*Aim*:
Please rewrite the lines below as a JSON list of strings, one string per line, skipping blank lines. Omit the pictures from your answer.

[START]

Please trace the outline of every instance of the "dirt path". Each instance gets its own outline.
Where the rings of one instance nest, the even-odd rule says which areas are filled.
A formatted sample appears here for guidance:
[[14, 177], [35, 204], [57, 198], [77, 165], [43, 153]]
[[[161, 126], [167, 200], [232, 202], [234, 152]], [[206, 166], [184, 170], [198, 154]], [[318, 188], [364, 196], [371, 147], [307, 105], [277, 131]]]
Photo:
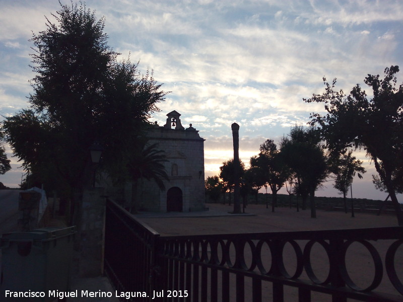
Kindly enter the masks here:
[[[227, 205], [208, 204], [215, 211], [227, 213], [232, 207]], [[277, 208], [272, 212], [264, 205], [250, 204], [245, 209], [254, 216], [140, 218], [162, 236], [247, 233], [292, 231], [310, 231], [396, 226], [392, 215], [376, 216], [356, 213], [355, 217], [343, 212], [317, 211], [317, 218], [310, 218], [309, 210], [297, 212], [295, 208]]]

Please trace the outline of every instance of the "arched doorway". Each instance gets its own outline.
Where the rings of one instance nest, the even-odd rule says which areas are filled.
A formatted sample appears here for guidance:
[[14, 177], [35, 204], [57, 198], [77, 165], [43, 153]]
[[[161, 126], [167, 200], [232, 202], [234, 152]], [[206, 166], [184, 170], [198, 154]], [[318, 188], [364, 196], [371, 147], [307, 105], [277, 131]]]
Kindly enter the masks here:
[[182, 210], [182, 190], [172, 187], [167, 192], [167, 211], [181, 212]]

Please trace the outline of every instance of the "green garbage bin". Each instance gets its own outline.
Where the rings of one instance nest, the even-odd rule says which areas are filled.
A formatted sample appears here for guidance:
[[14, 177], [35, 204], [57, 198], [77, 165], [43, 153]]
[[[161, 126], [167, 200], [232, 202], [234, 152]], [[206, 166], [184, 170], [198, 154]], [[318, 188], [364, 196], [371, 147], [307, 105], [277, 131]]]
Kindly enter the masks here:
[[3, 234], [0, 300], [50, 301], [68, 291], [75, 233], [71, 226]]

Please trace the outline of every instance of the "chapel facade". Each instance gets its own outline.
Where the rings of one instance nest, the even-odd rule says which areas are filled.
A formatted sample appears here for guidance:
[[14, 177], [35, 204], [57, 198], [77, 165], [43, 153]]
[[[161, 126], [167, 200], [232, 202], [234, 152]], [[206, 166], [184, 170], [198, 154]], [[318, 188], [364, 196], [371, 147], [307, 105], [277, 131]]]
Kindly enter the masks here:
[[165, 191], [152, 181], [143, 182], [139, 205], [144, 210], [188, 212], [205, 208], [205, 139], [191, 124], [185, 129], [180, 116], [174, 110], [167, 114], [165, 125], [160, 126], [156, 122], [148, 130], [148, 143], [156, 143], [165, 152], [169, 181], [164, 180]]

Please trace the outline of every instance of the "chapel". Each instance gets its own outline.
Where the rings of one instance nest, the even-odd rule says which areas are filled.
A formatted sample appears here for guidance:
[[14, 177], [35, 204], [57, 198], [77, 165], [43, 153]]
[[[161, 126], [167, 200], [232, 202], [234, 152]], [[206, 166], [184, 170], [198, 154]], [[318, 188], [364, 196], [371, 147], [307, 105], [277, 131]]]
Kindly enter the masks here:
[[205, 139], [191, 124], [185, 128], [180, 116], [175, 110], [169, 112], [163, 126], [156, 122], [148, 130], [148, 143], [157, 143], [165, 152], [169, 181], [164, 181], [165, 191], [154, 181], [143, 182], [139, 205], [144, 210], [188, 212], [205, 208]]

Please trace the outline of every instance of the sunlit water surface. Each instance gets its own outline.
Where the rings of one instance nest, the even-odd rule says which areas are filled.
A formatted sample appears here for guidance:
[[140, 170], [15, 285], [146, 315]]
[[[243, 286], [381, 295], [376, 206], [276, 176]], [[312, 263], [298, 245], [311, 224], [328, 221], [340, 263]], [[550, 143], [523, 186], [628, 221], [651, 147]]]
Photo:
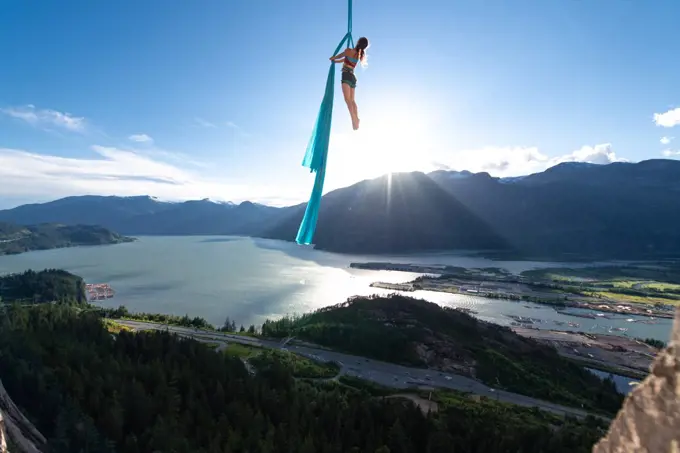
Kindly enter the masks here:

[END]

*In response*:
[
  "Please trace the outline of every instance of the \"dirt path\". Each instance gets its own outline.",
  "Where the rings of one instance nest, the even-odd rule says which areas are filled.",
  "A formatted sample appears here for guidance:",
  "[[14, 177], [35, 204], [57, 198], [77, 165], [43, 153]]",
  "[[[161, 126], [167, 200], [232, 202], [234, 152]], [[206, 166], [184, 170], [198, 154]], [[318, 188], [364, 196], [371, 147], [307, 105], [277, 131]]]",
  "Photo:",
  "Kindly enter the masks here:",
  "[[[227, 205], [208, 204], [215, 211], [227, 213], [232, 207]], [[277, 208], [272, 212], [264, 205], [250, 204], [245, 209], [254, 216], [140, 218], [162, 236], [247, 233], [292, 231], [310, 231], [396, 226], [392, 215], [376, 216], [356, 213], [355, 217], [343, 212], [317, 211], [317, 218], [310, 218], [309, 210], [297, 212], [295, 208]]]",
  "Please trace the outline of every instance of the \"arched doorway\". Each instance gets its own outline.",
  "Where the rings of one instance nest, the even-odd rule says which areas are filled.",
  "A formatted sample appears here for guidance:",
  "[[14, 177], [35, 204], [57, 198], [77, 165], [43, 153]]",
  "[[[161, 126], [167, 200], [232, 202], [234, 152]], [[206, 166], [184, 170], [198, 154]], [[318, 188], [364, 196], [371, 147], [307, 105], [277, 131]]]",
  "Kindly enter the masks here:",
  "[[182, 210], [182, 190], [172, 187], [167, 192], [167, 211], [181, 212]]",
  "Please trace the outline of every instance of the \"green garbage bin\". Each instance gets its own outline.",
  "Where the rings of one instance nest, the even-odd rule says which areas are filled.",
  "A formatted sample appears here for guidance:",
  "[[14, 177], [35, 204], [57, 198], [77, 165], [43, 153]]",
  "[[[161, 126], [167, 200], [232, 202], [234, 152]], [[206, 166], [184, 170], [198, 154]], [[318, 188], [364, 196], [371, 147], [307, 105], [277, 131]]]",
  "Kindly enter the masks here:",
  "[[3, 234], [0, 300], [50, 301], [68, 291], [75, 233], [71, 226]]",
  "Please trace the outline of every instance of the \"chapel facade\". Each instance gets its own outline.",
  "Where the rings of one instance nest, the even-odd rule says which areas are filled.",
  "A formatted sample appears here for guidance:",
  "[[14, 177], [35, 204], [57, 198], [77, 165], [43, 153]]",
  "[[[161, 126], [167, 200], [232, 202], [234, 152]], [[206, 166], [184, 170], [198, 154]], [[318, 188], [364, 196], [371, 147], [307, 105], [277, 131]]]",
  "Kindly enter the masks here:",
  "[[165, 191], [152, 181], [143, 182], [139, 205], [144, 210], [188, 212], [205, 208], [205, 139], [191, 124], [185, 129], [180, 116], [174, 110], [167, 114], [165, 125], [160, 126], [156, 122], [148, 130], [148, 143], [156, 143], [165, 152], [169, 181], [164, 180]]",
  "Please trace the outline of every instance of the \"chapel\". Each instance gets its own outline.",
  "Where the rings of one instance nest, the even-odd rule says which areas are filled.",
  "A formatted sample appears here for guidance:",
  "[[14, 177], [35, 204], [57, 198], [77, 165], [43, 153]]",
  "[[[161, 126], [167, 200], [232, 202], [234, 152]], [[206, 166], [184, 170], [198, 154]], [[318, 188], [364, 196], [371, 147], [307, 105], [277, 131]]]",
  "Kindly enter the masks here:",
  "[[205, 139], [191, 124], [185, 128], [180, 116], [175, 110], [169, 112], [163, 126], [156, 122], [148, 130], [148, 143], [157, 143], [165, 152], [169, 181], [164, 181], [165, 191], [154, 181], [143, 182], [139, 205], [144, 210], [188, 212], [205, 208]]",
  "Please trace the outline of every instance of the sunlit water surface. Each instance gets its own outline.",
  "Where the rings of one instance nest, the even-odd rule says which areas are filled.",
  "A formatted sample appears here for guidance:",
  "[[140, 170], [15, 285], [146, 315]]",
  "[[[243, 286], [381, 295], [376, 206], [276, 176]], [[312, 263], [298, 245], [311, 224], [328, 221], [340, 263]], [[550, 143], [523, 186], [628, 221], [651, 147]]]",
  "Photo:",
  "Kindly enter the masks here:"
]